● Task brief: Update the material starting at the line that contains "object | man holding sign" and ending at the end of the material: write it out again with "name tag sticker" changed to "name badge" and nothing else altered.

● Working data:
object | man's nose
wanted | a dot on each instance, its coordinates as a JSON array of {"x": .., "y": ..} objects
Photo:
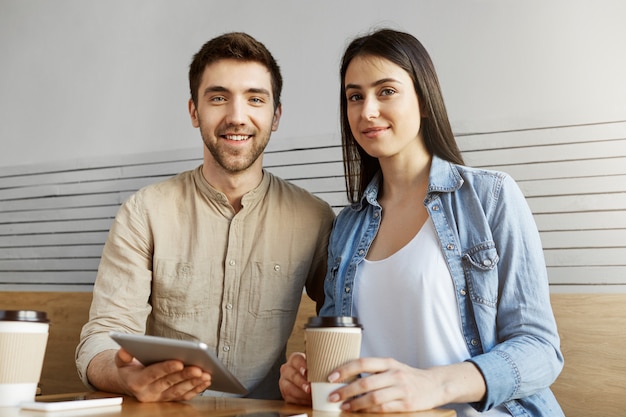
[{"x": 236, "y": 112}]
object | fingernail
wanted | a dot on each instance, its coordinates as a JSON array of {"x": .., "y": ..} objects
[{"x": 333, "y": 377}]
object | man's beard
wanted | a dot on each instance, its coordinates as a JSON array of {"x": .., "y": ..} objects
[{"x": 237, "y": 161}]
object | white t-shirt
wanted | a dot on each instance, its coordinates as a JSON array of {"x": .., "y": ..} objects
[{"x": 408, "y": 309}]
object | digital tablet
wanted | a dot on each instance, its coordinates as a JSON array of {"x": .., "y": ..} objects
[{"x": 153, "y": 349}]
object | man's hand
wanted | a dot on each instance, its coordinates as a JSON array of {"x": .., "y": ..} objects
[
  {"x": 293, "y": 382},
  {"x": 118, "y": 371}
]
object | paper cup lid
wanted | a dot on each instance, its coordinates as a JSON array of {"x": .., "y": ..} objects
[
  {"x": 24, "y": 315},
  {"x": 334, "y": 321}
]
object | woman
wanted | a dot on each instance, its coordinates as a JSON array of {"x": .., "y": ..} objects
[{"x": 441, "y": 263}]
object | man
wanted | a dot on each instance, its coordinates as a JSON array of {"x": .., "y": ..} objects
[{"x": 219, "y": 254}]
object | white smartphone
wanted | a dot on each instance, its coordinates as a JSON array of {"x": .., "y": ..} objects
[
  {"x": 68, "y": 403},
  {"x": 153, "y": 349}
]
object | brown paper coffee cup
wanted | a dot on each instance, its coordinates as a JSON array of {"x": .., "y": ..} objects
[{"x": 329, "y": 343}]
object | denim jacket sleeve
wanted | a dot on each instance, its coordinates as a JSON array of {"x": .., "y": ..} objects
[{"x": 520, "y": 342}]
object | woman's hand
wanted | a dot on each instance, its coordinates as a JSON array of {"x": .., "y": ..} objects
[
  {"x": 391, "y": 386},
  {"x": 293, "y": 382}
]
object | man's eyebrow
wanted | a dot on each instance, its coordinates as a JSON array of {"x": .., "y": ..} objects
[
  {"x": 221, "y": 89},
  {"x": 374, "y": 84}
]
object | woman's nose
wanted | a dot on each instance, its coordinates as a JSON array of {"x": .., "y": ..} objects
[{"x": 370, "y": 108}]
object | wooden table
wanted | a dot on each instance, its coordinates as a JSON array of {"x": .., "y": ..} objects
[{"x": 212, "y": 406}]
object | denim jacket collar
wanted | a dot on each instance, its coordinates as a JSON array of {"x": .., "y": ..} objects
[{"x": 444, "y": 178}]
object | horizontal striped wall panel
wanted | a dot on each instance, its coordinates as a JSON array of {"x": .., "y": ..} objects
[
  {"x": 55, "y": 217},
  {"x": 574, "y": 179}
]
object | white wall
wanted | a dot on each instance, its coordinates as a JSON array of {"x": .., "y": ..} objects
[{"x": 82, "y": 79}]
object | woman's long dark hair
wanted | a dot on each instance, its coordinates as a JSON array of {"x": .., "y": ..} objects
[{"x": 409, "y": 54}]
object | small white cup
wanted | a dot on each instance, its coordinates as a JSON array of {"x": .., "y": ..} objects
[
  {"x": 320, "y": 392},
  {"x": 23, "y": 339}
]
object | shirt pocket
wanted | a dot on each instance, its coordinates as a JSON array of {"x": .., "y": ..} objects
[
  {"x": 181, "y": 288},
  {"x": 275, "y": 289},
  {"x": 480, "y": 264}
]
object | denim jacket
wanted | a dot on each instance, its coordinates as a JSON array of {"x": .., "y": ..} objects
[{"x": 493, "y": 251}]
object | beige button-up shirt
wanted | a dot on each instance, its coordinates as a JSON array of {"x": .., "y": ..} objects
[{"x": 180, "y": 263}]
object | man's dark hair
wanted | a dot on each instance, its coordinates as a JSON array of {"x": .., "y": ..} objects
[{"x": 239, "y": 46}]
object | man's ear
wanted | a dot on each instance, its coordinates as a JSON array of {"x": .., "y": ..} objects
[
  {"x": 193, "y": 113},
  {"x": 276, "y": 119}
]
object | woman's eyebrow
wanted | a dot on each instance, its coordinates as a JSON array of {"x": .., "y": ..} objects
[{"x": 374, "y": 84}]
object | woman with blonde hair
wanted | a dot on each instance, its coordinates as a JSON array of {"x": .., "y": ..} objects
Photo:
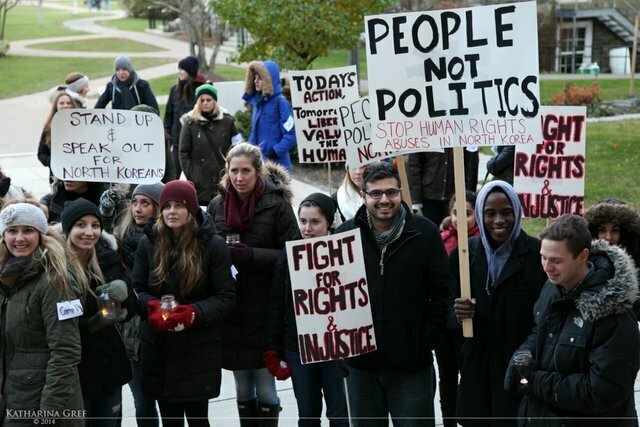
[
  {"x": 253, "y": 212},
  {"x": 181, "y": 256},
  {"x": 104, "y": 367},
  {"x": 60, "y": 102},
  {"x": 207, "y": 134},
  {"x": 40, "y": 345}
]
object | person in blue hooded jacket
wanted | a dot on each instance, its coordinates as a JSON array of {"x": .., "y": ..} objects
[
  {"x": 272, "y": 124},
  {"x": 506, "y": 279}
]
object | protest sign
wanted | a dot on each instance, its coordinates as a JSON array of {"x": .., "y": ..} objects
[
  {"x": 314, "y": 94},
  {"x": 107, "y": 146},
  {"x": 453, "y": 78},
  {"x": 330, "y": 297},
  {"x": 549, "y": 177}
]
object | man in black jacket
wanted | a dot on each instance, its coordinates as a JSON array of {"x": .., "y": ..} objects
[
  {"x": 409, "y": 287},
  {"x": 585, "y": 338}
]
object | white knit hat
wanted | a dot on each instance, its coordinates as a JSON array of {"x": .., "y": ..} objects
[{"x": 23, "y": 214}]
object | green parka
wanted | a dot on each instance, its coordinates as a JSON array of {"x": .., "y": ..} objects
[{"x": 39, "y": 353}]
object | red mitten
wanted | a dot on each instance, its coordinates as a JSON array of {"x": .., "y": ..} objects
[
  {"x": 276, "y": 367},
  {"x": 155, "y": 316},
  {"x": 183, "y": 317}
]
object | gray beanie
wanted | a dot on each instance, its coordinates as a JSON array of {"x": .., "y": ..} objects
[
  {"x": 23, "y": 214},
  {"x": 123, "y": 62},
  {"x": 152, "y": 191}
]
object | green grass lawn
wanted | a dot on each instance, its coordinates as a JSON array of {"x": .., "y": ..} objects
[
  {"x": 100, "y": 45},
  {"x": 340, "y": 58},
  {"x": 611, "y": 88},
  {"x": 23, "y": 75},
  {"x": 611, "y": 168},
  {"x": 162, "y": 85},
  {"x": 127, "y": 24},
  {"x": 23, "y": 23}
]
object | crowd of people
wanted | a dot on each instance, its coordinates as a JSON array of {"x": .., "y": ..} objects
[{"x": 160, "y": 286}]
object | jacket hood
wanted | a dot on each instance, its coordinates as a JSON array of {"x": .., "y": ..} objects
[
  {"x": 623, "y": 216},
  {"x": 278, "y": 180},
  {"x": 613, "y": 287},
  {"x": 269, "y": 71}
]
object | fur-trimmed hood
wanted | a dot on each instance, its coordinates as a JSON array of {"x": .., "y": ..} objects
[
  {"x": 623, "y": 216},
  {"x": 270, "y": 73},
  {"x": 613, "y": 287}
]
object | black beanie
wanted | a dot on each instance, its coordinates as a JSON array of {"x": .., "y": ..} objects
[
  {"x": 326, "y": 204},
  {"x": 190, "y": 64},
  {"x": 75, "y": 210}
]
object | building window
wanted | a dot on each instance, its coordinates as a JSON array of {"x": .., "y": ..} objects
[{"x": 566, "y": 46}]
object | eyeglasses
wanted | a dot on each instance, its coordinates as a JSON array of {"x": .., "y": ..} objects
[{"x": 377, "y": 194}]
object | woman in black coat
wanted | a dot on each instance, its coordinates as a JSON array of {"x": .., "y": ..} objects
[
  {"x": 104, "y": 366},
  {"x": 181, "y": 255},
  {"x": 254, "y": 206},
  {"x": 506, "y": 279}
]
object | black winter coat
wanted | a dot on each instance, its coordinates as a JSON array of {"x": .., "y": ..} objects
[
  {"x": 55, "y": 200},
  {"x": 185, "y": 366},
  {"x": 104, "y": 366},
  {"x": 274, "y": 223},
  {"x": 409, "y": 302},
  {"x": 431, "y": 175},
  {"x": 281, "y": 331},
  {"x": 501, "y": 323},
  {"x": 587, "y": 346}
]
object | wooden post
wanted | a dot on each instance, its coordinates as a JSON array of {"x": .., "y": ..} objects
[
  {"x": 463, "y": 234},
  {"x": 404, "y": 181},
  {"x": 634, "y": 58}
]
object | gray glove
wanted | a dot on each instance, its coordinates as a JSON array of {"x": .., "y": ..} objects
[
  {"x": 117, "y": 290},
  {"x": 108, "y": 202},
  {"x": 98, "y": 322}
]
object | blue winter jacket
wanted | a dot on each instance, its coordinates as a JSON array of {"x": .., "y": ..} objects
[{"x": 272, "y": 123}]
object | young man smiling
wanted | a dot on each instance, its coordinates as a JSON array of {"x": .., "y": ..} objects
[
  {"x": 409, "y": 287},
  {"x": 585, "y": 344}
]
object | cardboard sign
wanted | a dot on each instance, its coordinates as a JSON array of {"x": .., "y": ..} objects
[
  {"x": 107, "y": 146},
  {"x": 549, "y": 177},
  {"x": 314, "y": 94},
  {"x": 453, "y": 78},
  {"x": 330, "y": 297}
]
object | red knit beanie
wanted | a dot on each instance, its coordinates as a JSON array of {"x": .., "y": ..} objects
[{"x": 180, "y": 191}]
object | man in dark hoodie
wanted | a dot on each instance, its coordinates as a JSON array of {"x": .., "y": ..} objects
[
  {"x": 126, "y": 89},
  {"x": 272, "y": 124},
  {"x": 585, "y": 346}
]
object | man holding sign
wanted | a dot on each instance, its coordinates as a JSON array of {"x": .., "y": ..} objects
[{"x": 409, "y": 286}]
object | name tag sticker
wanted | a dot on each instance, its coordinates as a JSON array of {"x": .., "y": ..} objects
[{"x": 69, "y": 309}]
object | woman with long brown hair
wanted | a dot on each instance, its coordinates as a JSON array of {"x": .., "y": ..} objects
[
  {"x": 180, "y": 255},
  {"x": 253, "y": 211}
]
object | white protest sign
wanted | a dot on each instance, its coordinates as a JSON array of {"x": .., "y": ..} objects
[
  {"x": 314, "y": 94},
  {"x": 454, "y": 78},
  {"x": 330, "y": 297},
  {"x": 107, "y": 146},
  {"x": 549, "y": 177}
]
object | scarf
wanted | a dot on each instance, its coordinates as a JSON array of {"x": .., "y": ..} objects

● Answer below:
object | man holding sign
wanted | a dot on each instance, its coordinates as a JSON array of {"x": .., "y": ..} objects
[{"x": 409, "y": 286}]
object | name badge
wanted | a dot on each instance, its coordinates as a JSON array of {"x": .., "y": ..} objects
[{"x": 69, "y": 309}]
object | woman with long brown hair
wanted | a dot on each instance, its coordinates as a JSON array of {"x": .., "y": ..} objects
[
  {"x": 180, "y": 255},
  {"x": 253, "y": 211}
]
object | white protest sign
wanted | a dot on each instance, its coordinates as a JSON array of {"x": .., "y": ..} objects
[
  {"x": 314, "y": 94},
  {"x": 454, "y": 78},
  {"x": 330, "y": 297},
  {"x": 107, "y": 146},
  {"x": 549, "y": 177}
]
object | scarf
wanted | a dot on each instance, its coordinates as a JSON array of {"x": .., "y": ..} objects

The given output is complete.